[START]
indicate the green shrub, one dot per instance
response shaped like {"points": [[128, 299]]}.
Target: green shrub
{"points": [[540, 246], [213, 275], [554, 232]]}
[END]
[START]
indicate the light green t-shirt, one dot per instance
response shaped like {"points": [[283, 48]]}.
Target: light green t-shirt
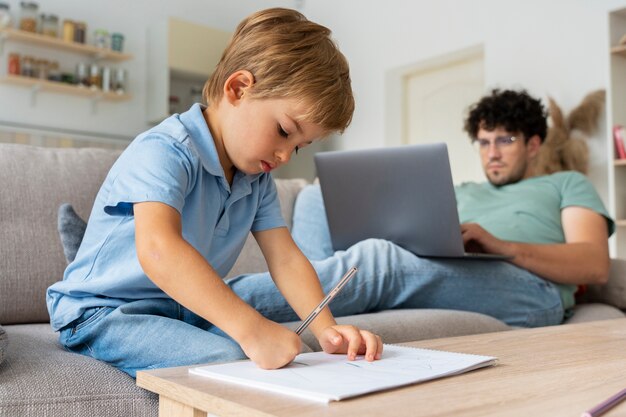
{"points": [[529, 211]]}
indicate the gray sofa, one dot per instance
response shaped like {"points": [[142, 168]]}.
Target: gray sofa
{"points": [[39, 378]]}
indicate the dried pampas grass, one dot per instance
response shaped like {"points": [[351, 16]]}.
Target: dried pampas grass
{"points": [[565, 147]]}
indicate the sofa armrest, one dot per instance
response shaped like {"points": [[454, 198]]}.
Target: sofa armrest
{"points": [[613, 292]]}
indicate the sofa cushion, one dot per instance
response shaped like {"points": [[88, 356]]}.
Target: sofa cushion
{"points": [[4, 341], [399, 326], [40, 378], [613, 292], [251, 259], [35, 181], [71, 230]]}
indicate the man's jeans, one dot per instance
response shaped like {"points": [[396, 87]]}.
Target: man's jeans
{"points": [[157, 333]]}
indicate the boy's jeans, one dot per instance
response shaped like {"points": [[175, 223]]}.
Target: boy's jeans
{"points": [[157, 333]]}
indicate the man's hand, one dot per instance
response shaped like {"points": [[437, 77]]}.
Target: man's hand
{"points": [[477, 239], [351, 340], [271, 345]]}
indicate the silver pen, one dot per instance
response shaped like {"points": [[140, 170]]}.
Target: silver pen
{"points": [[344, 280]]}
[END]
_Work to be completed_: Report each line in the rows above that contains the string "pampas". Copy every such line in full, and treat uppercase and lowercase as different.

_Written reply_:
indicate the dried pampas grass, one dot per instance
Target: dried pampas grass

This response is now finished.